Material for the task =
# # #

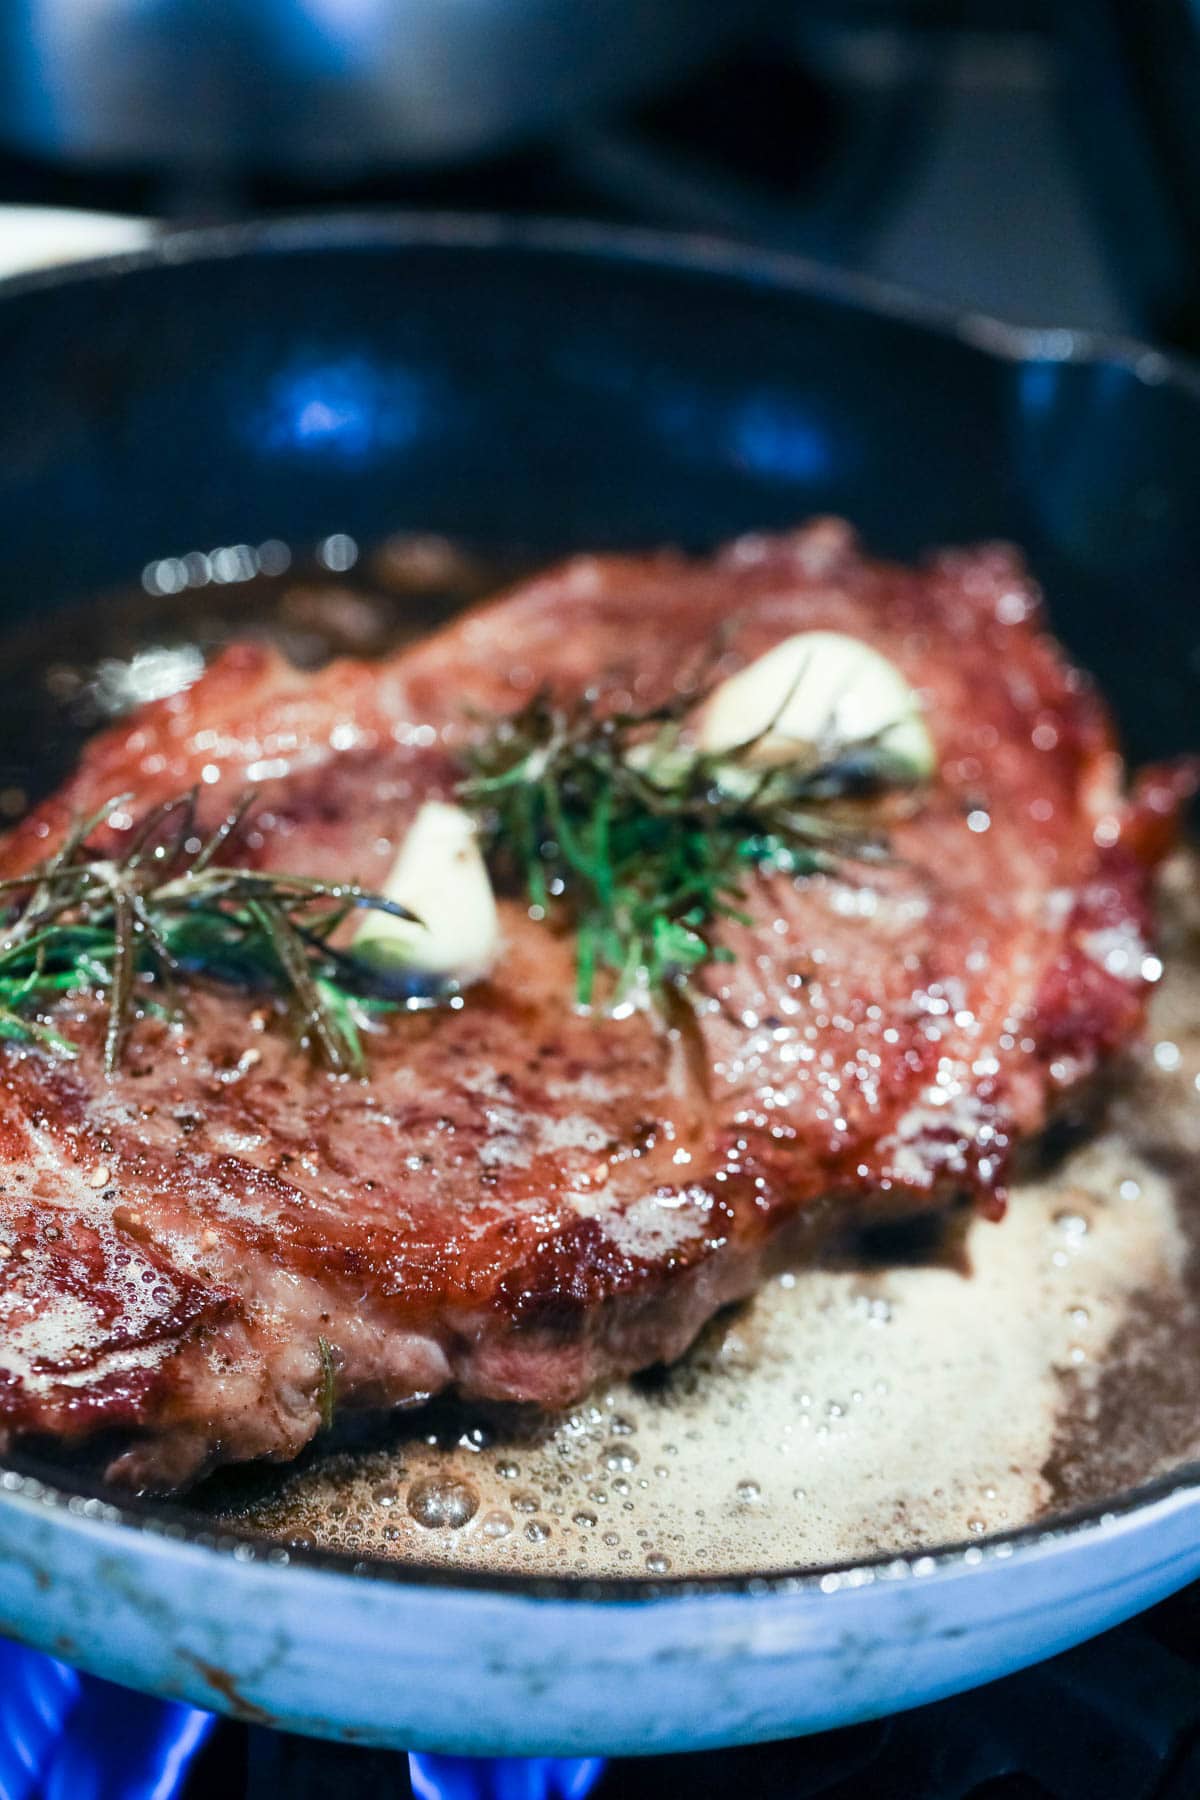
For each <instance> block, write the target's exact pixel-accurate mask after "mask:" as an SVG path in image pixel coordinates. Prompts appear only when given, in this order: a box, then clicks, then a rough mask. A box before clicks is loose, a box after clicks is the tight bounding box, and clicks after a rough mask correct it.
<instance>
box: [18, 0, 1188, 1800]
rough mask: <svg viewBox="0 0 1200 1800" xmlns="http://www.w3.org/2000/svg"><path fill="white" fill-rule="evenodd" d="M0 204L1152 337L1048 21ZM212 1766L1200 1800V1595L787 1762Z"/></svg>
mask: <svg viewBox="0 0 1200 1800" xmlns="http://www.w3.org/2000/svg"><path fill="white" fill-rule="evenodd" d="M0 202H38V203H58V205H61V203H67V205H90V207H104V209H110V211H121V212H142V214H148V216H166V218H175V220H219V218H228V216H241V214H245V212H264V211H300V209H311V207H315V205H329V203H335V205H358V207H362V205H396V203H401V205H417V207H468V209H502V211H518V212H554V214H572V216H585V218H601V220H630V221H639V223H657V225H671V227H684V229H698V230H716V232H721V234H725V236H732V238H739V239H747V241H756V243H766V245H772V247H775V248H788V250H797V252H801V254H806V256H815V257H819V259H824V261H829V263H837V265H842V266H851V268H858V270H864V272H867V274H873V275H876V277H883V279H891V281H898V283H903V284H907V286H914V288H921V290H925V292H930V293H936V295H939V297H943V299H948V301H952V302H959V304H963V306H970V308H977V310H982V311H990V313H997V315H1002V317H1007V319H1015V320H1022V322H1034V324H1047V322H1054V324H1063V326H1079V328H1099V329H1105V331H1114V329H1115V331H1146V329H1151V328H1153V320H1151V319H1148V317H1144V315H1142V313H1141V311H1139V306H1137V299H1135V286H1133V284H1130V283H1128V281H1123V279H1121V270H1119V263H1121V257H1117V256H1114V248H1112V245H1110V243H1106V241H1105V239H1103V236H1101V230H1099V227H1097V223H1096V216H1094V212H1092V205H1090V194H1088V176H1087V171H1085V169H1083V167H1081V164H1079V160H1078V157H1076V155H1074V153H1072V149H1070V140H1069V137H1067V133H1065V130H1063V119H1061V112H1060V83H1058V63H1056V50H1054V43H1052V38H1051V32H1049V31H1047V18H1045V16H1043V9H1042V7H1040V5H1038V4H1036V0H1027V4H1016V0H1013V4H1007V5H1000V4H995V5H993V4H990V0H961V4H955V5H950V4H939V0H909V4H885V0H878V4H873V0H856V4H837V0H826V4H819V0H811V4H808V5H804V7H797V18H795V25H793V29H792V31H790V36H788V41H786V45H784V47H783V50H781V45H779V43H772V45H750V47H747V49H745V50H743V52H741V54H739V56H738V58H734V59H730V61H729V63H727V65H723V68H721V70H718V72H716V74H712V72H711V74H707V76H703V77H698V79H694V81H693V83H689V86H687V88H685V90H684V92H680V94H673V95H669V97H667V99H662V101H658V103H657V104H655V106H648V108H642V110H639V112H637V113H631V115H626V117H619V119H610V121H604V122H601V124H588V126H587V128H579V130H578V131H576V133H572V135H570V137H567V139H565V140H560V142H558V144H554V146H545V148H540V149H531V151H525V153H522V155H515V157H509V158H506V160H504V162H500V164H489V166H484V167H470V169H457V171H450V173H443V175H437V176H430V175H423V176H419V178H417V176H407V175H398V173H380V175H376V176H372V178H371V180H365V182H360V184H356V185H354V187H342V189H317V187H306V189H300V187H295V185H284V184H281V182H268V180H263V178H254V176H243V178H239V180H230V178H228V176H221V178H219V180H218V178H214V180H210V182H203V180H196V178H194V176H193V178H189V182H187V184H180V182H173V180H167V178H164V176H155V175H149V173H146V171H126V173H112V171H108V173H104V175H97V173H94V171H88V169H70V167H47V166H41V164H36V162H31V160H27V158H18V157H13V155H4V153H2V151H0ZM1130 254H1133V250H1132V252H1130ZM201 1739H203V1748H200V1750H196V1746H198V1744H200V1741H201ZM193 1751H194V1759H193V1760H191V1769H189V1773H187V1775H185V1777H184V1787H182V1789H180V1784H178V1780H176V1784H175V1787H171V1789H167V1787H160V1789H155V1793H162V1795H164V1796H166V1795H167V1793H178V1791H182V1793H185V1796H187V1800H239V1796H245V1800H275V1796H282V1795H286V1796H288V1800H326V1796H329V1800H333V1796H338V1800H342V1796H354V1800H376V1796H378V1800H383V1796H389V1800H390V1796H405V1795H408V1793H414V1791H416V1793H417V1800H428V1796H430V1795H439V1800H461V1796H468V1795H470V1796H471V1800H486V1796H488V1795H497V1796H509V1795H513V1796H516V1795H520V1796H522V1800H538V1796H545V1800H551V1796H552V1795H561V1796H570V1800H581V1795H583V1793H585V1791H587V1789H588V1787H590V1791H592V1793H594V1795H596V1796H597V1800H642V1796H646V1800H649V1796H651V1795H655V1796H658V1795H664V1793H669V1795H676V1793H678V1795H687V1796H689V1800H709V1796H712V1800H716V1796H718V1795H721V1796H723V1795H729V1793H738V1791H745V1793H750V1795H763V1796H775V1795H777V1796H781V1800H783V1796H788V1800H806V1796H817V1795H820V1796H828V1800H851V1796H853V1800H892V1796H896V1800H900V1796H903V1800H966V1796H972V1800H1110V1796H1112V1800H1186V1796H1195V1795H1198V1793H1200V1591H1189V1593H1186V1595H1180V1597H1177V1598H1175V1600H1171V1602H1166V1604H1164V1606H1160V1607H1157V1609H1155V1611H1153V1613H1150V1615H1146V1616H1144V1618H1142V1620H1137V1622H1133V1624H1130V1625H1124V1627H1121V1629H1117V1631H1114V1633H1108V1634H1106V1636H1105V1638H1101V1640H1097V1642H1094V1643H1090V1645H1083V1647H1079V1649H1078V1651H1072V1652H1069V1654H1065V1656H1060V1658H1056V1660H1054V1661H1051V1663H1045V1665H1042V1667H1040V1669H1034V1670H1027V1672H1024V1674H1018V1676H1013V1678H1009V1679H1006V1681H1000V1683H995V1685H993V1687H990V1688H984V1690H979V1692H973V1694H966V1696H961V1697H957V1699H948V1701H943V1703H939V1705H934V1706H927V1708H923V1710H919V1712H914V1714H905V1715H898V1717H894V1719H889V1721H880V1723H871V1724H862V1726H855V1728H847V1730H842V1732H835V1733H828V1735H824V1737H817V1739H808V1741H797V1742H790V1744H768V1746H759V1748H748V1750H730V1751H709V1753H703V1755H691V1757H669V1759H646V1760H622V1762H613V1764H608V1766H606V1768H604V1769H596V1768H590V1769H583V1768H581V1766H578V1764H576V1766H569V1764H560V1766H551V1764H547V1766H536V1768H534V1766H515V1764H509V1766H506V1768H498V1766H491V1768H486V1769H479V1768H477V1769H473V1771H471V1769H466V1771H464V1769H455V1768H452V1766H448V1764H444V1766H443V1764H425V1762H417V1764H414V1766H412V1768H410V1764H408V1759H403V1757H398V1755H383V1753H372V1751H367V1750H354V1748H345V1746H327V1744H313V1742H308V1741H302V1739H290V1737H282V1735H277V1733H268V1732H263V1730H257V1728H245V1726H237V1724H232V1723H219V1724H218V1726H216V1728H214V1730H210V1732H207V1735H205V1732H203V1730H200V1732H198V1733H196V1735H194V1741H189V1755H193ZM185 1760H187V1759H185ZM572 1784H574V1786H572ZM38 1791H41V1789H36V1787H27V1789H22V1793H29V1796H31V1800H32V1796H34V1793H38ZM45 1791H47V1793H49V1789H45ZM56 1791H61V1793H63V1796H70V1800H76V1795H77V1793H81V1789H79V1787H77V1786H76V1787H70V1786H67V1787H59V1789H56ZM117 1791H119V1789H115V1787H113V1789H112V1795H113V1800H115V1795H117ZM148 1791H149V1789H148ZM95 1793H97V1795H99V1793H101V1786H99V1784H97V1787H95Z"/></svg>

# # #

Your task = Your answer should be the lines from the first record down to the line containing "box: [18, 0, 1188, 1800]", restated exactly, with no pictures.

Problem solution =
For each <instance> block, write the target's exact pixel-accurate mask after "mask:" as an SVG path in image pixel coordinates. Prompts appear only when given, in this order: a box, then clicks, then a rough mask. A box before clicks is loose, a box after clicks is the tight bounding box, and clicks after a rough mask correct it.
<instance>
box: [18, 0, 1188, 1800]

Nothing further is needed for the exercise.